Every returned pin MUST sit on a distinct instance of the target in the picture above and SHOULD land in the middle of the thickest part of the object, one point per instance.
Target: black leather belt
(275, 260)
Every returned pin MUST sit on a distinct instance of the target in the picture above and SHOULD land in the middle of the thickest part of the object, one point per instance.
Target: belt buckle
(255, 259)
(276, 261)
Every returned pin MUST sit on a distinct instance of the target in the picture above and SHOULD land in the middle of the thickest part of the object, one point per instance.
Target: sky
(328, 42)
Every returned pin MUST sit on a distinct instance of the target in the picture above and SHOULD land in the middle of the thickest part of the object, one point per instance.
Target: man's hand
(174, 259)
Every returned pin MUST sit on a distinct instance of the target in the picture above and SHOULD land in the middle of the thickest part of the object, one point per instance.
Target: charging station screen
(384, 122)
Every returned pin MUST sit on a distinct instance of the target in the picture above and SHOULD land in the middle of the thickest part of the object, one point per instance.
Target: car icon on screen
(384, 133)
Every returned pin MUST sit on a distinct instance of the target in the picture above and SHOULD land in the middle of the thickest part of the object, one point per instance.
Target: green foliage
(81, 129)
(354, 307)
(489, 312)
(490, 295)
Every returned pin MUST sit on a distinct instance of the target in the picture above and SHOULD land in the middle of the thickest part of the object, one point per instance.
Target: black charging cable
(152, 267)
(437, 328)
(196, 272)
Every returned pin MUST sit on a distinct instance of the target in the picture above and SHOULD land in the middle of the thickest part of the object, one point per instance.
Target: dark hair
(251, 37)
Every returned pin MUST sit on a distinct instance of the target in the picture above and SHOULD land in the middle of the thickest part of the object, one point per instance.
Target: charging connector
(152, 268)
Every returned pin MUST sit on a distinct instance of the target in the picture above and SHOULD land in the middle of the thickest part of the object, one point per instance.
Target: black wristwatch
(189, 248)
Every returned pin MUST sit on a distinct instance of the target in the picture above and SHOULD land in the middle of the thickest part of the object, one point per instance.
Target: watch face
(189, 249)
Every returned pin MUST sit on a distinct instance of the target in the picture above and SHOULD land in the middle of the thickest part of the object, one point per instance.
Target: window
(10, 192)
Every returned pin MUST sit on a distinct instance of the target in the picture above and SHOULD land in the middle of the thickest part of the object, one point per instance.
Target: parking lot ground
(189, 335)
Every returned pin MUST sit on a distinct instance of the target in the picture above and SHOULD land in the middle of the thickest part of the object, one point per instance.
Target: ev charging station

◆ ◆ ◆ ◆

What you will do: Retype the whole listing above. Please keep it exact.

Solution to the problem:
Every returned pin MUST sit on a distinct instance of the target in the picture above and SHOULD land in the middle of the thickest part of the object, one point per instance.
Target: black leather belt
(275, 260)
Every returned pin MUST sit on a distinct instance of the target in the picture above and SHOULD land in the middle of the thickest part of the object, one point per instance.
Target: belt buckle
(255, 259)
(276, 261)
Every returned pin MUST sit on a distinct instance of the target in the picture above and SHOULD land in the middle of the thickest part of the object, one point per instance.
Target: sky
(328, 42)
Every returned pin MUST sit on a distinct instance of the target in the picture above and SHOULD land in the middle of the thickest part of the object, one point per instance.
Target: man's hand
(174, 259)
Every returned pin MUST sit on a distinct instance of the target in the picture above and SHOULD land in the middle of the thickest part of the object, one point per instance.
Target: charging station screen
(384, 122)
Every returned pin MUST sit on a distinct instance of the target in the picture above and SHOULD land in the middle of the thickest part of the object, one point per instance.
Target: car icon on screen
(384, 133)
Every returned pin MUST sit on a distinct instance of the target in the picture above and SHOULD land in the middle of the thickest part of the object, one point per instance.
Target: green foliage
(81, 129)
(354, 307)
(489, 312)
(490, 295)
Every returned pin MUST sit on a distinct instance of the target in the picture above and SHOULD land in the middle of the thickest part of the object, one point per instance.
Target: black charging cable
(152, 267)
(437, 328)
(196, 272)
Every returned pin MUST sit on a distinct instance of the target in the picture above and SHOULD land in the middle of the thickest part of the object, one point per instance.
Target: dark hair
(251, 37)
Every returned pin MUST sit on a distinct instance of the target in the picture above and SHOULD land in the middle of the thickest part of the object, one point per instance.
Target: charging connector
(152, 268)
Every returned pin MUST sit on a distinct instance of the target in the picture above and SHOULD land in the middle of the thickest part of the object, one point per instance.
Target: black wristwatch
(189, 248)
Every returned pin MUST sit on a distinct instance of the target in the picture above and SHOULD land in the middle of the thickest part of the object, one point per instance.
Target: watch face
(189, 249)
Every returned pin MUST sit on a distinct instance of the target in the picture above and SHOULD land in the middle of the thickest part of the object, one point per instance.
Target: window
(10, 192)
Every returned pin MUST sit on a distinct instance of the target in the picture above and SHOULD land in the middle of the thickest part of the object, one point per instance.
Target: parking lot ground
(189, 335)
Every returned pin MUST sit on a distinct instance of the target in the picture above and SHOULD land in the middle of the thickest part of the object, one point per instance.
Target: ev charging station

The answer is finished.